=== WHAT TO WORK ON ===
1. Name every person named in the passage on Nooksack flooding, each with the role it gives them.
2. Using the passage on Nooksack flooding, decide whether each statement agrees with it. Give yes or no for each, with the deciding words quoted from the passage.
(a) Whatcom County is considering building a dike to stop water flowing north.
(b) The flood plan that raised three key questions dates from 1999.
(c) Sidhu says the three questions are no longer relevant.

=== SOURCE TEXT ===
------------
Outgoing Abbotsford Mayor Henry Braun and others in the city simply weren’t aware of the scale and depth of the American resistance to a dike at Everson. Asked if the city should have known that Whatcom Country wouldn’t be receptive to Abbotsford’s pleas for a dike at Everson, he pointed out that a Whatcom County councillor—Elenbaas—was also surprised that the county had taken a formal position to allow flooding north.
The situation today
Fast forward past the flood and to today, there seems little hope for those who would like to see significantly less water flowing north next time the Nooksack floods.
Whatcom County says it is not considering building a dike to eliminate the flow of water north.
“At this time, eliminating the flow split is not being evaluated further as there are other strategies … that are better suited for this area and have broader support,” County executive Satpal Sidhu said in an email to The Current.
The 1999 flood plan suggested that any expert analysis would actually be of limited value, given three key questions: 1) whether there was a “policy challenge” in reducing the flood risk in “high-risk areas” along the Everson corridor; 2) whether “it is appropriate to take any steps to artificially change the flow split at Everson, without mitigating negative impacts on property owners along one flow path or the other; and 3) whether changing the flow split would put the county in legal jeopardy.
The questions are the reason the decision is a political one, the plan said. And Sidhu, in his email to The Current, says the three questions remain relevant today.
But while the third question is straightforward and clear, the first two have obvious holes.
The first question, about the morality of protecting those living in flood-prone areas, applies to any flood protection project in the world, including those elsewhere along the Nooksack where the county has done work.
------------
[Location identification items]
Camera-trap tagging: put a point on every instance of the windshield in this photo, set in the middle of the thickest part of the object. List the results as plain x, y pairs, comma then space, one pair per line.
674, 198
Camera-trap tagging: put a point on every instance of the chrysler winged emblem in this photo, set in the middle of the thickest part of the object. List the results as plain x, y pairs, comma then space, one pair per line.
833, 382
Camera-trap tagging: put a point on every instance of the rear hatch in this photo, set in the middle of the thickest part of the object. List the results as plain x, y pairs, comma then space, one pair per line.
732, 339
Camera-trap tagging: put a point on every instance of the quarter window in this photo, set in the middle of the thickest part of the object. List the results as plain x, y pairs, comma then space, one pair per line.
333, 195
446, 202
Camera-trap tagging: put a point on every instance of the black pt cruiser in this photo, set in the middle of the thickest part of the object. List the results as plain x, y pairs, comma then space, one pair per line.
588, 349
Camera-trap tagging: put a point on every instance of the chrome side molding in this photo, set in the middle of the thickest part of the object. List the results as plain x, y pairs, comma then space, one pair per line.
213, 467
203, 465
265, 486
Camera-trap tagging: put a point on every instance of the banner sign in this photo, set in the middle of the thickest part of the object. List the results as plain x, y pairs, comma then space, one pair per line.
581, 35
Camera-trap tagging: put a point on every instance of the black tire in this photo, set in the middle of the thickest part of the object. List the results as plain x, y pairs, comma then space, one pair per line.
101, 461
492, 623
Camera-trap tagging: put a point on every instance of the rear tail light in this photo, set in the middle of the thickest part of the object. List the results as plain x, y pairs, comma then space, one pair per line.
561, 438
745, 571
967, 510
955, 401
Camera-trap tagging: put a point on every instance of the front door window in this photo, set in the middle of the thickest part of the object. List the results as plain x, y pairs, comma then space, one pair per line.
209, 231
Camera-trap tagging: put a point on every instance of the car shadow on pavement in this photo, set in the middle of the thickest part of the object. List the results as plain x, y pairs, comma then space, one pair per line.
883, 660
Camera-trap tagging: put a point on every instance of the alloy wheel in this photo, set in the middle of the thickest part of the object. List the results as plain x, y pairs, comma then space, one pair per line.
------------
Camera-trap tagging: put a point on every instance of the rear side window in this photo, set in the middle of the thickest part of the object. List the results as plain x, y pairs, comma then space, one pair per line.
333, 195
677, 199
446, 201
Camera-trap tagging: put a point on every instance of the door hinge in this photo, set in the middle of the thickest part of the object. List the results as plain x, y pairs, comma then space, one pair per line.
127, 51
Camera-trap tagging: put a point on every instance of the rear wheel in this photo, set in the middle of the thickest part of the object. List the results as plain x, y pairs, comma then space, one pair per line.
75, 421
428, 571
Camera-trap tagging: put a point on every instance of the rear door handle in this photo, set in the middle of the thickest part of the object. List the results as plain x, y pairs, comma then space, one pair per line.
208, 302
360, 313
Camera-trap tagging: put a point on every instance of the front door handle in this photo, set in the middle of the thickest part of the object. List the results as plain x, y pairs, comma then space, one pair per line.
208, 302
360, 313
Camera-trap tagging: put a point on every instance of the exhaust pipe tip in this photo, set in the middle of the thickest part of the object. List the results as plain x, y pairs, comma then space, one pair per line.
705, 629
------------
=== LIST OF SOLUTIONS ===
1.
- Henry Braun: outgoing Abbotsford Mayor
- Elenbaas: Whatcom County councillor
- Satpal Sidhu: County executive

2.
(a) No: "Whatcom County says it is not considering building a dike to eliminate the flow of water north."
(b) Yes: "The 1999 flood plan suggested that any expert analysis would actually be of limited value, given three key questions"
(c) No: "Sidhu, in his email to The Current, says the three questions remain relevant today."